[EXTRACTED RECORDS]
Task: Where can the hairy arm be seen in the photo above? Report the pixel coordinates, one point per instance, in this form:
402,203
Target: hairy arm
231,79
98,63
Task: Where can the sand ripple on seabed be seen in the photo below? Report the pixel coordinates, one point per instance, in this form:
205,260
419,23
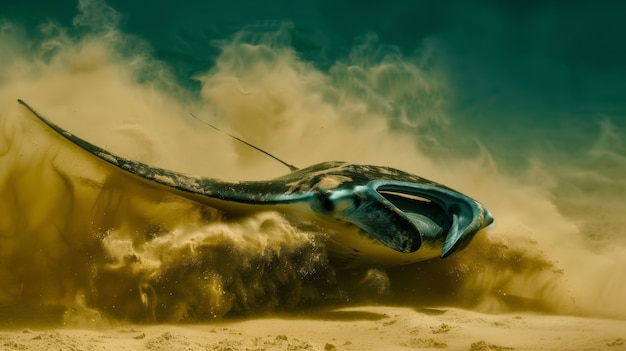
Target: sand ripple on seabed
365,328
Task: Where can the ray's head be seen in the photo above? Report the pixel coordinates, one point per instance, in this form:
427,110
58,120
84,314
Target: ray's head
399,210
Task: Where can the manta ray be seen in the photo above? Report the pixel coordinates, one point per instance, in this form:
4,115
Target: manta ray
368,215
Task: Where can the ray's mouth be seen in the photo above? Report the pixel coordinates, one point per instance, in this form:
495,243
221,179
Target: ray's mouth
426,215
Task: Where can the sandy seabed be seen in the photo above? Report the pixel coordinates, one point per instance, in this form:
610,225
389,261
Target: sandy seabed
357,328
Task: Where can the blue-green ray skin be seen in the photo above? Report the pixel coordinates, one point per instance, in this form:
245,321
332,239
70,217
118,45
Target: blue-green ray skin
369,215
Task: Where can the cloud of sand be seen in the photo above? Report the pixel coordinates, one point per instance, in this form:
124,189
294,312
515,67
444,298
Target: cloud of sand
76,232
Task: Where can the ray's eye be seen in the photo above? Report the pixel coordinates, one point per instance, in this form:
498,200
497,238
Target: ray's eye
325,202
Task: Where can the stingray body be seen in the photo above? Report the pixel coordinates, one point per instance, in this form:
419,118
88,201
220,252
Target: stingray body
368,215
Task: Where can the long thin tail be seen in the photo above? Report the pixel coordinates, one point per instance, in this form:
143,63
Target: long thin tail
291,167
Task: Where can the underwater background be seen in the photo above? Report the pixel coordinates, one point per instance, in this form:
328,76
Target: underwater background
519,104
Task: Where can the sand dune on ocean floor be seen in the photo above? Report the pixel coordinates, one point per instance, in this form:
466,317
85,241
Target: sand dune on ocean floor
359,328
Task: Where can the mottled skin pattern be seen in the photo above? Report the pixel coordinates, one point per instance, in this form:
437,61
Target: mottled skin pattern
370,215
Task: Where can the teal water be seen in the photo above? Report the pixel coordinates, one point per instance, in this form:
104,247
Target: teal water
521,105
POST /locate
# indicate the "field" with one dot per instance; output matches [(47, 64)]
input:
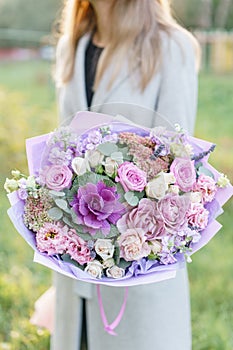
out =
[(28, 108)]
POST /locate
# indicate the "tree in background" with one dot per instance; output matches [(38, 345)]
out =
[(204, 14)]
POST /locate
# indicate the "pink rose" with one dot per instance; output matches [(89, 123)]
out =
[(133, 245), (77, 248), (56, 177), (197, 216), (144, 216), (207, 186), (173, 209), (184, 172), (131, 177), (50, 238)]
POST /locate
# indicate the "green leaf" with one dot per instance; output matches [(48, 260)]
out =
[(62, 204), (117, 156), (55, 213), (131, 198), (124, 264), (67, 258), (56, 193), (107, 148)]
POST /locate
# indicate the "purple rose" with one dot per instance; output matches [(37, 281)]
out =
[(144, 216), (173, 209), (133, 245), (96, 207), (198, 216), (131, 177), (56, 177), (184, 172)]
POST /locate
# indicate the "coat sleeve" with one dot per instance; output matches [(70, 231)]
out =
[(64, 109), (177, 99)]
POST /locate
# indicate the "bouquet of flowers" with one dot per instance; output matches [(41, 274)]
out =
[(116, 203)]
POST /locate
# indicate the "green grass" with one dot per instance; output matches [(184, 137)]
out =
[(28, 108)]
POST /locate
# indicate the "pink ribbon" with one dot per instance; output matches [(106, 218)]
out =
[(109, 328)]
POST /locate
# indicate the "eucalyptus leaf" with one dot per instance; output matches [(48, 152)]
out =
[(67, 221), (131, 198), (56, 193), (205, 171), (107, 148), (117, 156), (55, 213)]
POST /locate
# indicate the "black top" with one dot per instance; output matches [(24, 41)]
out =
[(91, 59)]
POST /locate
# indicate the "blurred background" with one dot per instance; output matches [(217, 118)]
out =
[(28, 108)]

[WHAT YOU HAVE TO DO] Restate the whole listing above exactly, please, omitting every image.

[PROBLEM SOLUTION]
Task: Where can the hairy arm be seen in the photo above? Report the pixel coordinates, one point per instance, in this form:
402,203
Target: hairy arm
231,79
98,63
Task: Where can the sand ripple on seabed be seen in the photo below? Report the pixel coordinates, one point per instance, in this form:
205,260
419,23
Target: sand ripple on seabed
365,328
Task: Where can the ray's head be seen in the photo above? Report the pixel coordinates, one point per instance, in this form:
427,110
58,120
84,314
Target: ray's head
399,210
Task: Where can the manta ray be seen in the photo above? Report the pixel coordinates, one point per instance, in this form:
4,115
Target: manta ray
368,215
Task: Where can the ray's mouth be seen in the photo above? Report the pixel coordinates, one point per instance, in this form:
495,243
221,179
Target: ray's mouth
426,215
Task: Where can the sandy seabed be seen in the photo above? Report the pixel coordinates, one point per instance, in this form:
610,225
389,261
Target: sandy seabed
357,328
Task: Where can the blue-green ray skin be seen in the photo above? Report the pixel coordinates, one point per instance, in this form:
245,321
332,239
70,217
118,45
Target: blue-green ray skin
369,215
Task: Where can the cloud of sand be seen in the photo above? Report the pixel coordinates, one point per instance, in this form:
124,189
294,312
515,67
444,298
Target: cloud of sand
76,232
Task: Where can the ray's eye be seen in the photo above? Report the pixel coordinates, one point per instance, in this form:
498,200
497,238
Target: ray's eye
325,202
Task: Where can the stingray body be seen in the photo above? Report the pixel coordinates, one point per instance, in this form:
419,118
88,201
220,252
Target: stingray body
368,215
Task: Where can the long thin tail be seen in the photo above? Report the pixel coordinates, one point per instance, in this form:
143,63
Target: long thin tail
291,167
Task: Where can the underwater background be seen in the photo above? Report the pixel coordinates, one point per instance, in this form:
328,76
Target: underwater background
519,104
Task: Where can the sand dune on ocean floor be seen in the photo above? Report the pixel coordinates, one point per instance, in this form:
466,317
85,241
Target: sand dune on ocean floor
359,328
Task: Where can the mottled skin pattern be seen in the photo above? Report the pixel coordinates, one point per instance, in this form:
437,61
Target: mottled skin pattern
370,215
Task: Where can the teal water be seen in the photo above? Report the pixel coordinates, one point per instance, in this form:
104,247
Target: teal water
521,105
POST /locate
# indicate the "field" with one dot per instance; output matches [(47, 64)]
input:
out =
[(28, 108)]
POST /locate
# indicate the "tree in background" with one dot per instance; output matches [(38, 345)]
out =
[(204, 14)]
POST /locate
# indicate the "pink rose" with one dot per instance; output matches [(89, 123)]
out =
[(133, 245), (77, 248), (56, 177), (197, 216), (144, 216), (207, 186), (173, 209), (184, 172), (131, 177), (50, 238)]
POST /locate
# indicate the "green leaf" with one dot per instance; output matches [(48, 260)]
out =
[(62, 204), (117, 156), (55, 213), (131, 198), (124, 264), (67, 258), (56, 193), (107, 148)]
POST /locate
# indicate the "purple rose" with one dot per instance; output matches [(37, 281)]
out =
[(144, 216), (173, 209), (133, 245), (96, 207), (198, 216), (131, 177), (56, 177), (184, 172)]
POST /locate
# indicate the "coat sleeve" with one dot per instance; output matches [(70, 231)]
out =
[(64, 109), (177, 99)]
POST /locate
# indicate the "bouquet of flowers" with one dot per instance; output matches [(41, 274)]
out =
[(116, 203)]
POST /locate
# indicate the "green grass" with one dot per instance; output matches [(184, 137)]
out =
[(28, 108)]
POST /locate
# indicate the "pink ribbon" with one dot per instance; output matches [(106, 218)]
out =
[(109, 328)]
POST /locate
# indicate the "eucalyptus leaf" with one dot per instance; output matches [(48, 152)]
out =
[(67, 221), (131, 198), (56, 193), (205, 171), (107, 148), (117, 156), (55, 213)]
POST /locate
# indicate the "black top" with one dot per instance; output matches [(24, 41)]
out =
[(91, 59)]
POST /locate
# indicate the "blurred background" with one dot per instance; output matches [(217, 118)]
out =
[(28, 108)]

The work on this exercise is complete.